• _Directions for this task_: Please rewrite the passage on computer instructions from "Size of Operands" to "the Instruction level.", substituting "RAM" for "Main Memory".

• _Passage provided_:
Computer Instructions
Computer instructions are written in binary, also known as machine code.
Computer hardware operates on a series of these binary instructions
through pulsating power signals that signify either OFF or ON based on the
binary digits 0 and 1 respectively.
Registers
A register is a volatile memory system that provides the CPU with rapid
access to information it is immediately using.
Functions of a register:
- Store temporary data for immediate
processing by the ALU
- Hold "flag" information if an operation
results in overflow or triggers other flags
- Hold the location of the next instruction
to be processed by the CPU
Instruction set architecture (ISA) describes the processor (CPU) in terms of what the assembly
language programmer sees, i.e. (a) the instruction set and instruction format, (b) Memory Model
and addressing methods and (c) the programmer accessible Registers. These three details of the
computer are also called Programmer's Model of a Computer. The architecture design goes along
with all the above.
Size of Operands
Although CPU brings instructions from Main Memory and executes, some kind of Internal storage is
required to carry out the instruction execution. This Internal Storage has a place in Instruction
format; it is also accessible to Assembly language programmers. There may also be additional
storage in the CPU which are not accessible at the Instruction level.
Stack Architecture
Accumulator Architecture
Stack Architecture
CPU Internal Storage is organized as Stack Memory and is used in the execution of instructions. A
stack resembles the array of contiguous storage locations stacked one over the other in the order of
their address. All read /write operations refer to the top of the stack (TOS). TOS is the only accessible
location in the stack. PUSH operation writes a word into the next location TOS+1 and causes this
location to become new TOS .i.e. a PUSH operation causes a stack to grow; Similarly a POP operation
reads the word form the top of the stack and updates TOS with (TOS-1) thus diminishing the stack
size. Figure 5.1 diagrammatically explains the Stack CPU operation.
Figure 5.1 Stack
CPU Operation
The addition operation C=A+B in a stack machine has the following set of instructions:
PUSH A
PUSH B
ADD
POP C
ADD instruction causes the top two words of the stack to be added in ALU; PUSH loads the data into
stack and POP causes the TOS to be read. A key component of stack CPU is Stack Pointer SP register,
which stores the internal address of TOS and automatically adjusts the TOS for every PUSH and POP
operation. A Program counter keeps track of instruction addresses in the usual manner as the
operands are taken from the stack.

• _Dataset section_:

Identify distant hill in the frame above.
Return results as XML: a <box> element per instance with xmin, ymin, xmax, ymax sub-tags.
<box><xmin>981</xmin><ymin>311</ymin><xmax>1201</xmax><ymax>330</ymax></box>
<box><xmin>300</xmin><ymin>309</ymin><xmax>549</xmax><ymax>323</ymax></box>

• _Full response_:
Size of Operands
Although CPU brings instructions from RAM and executes, some kind of Internal storage is
required to carry out the instruction execution. This Internal Storage has a place in Instruction
format; it is also accessible to Assembly language programmers. There may also be additional
storage in the CPU which are not accessible at the Instruction level.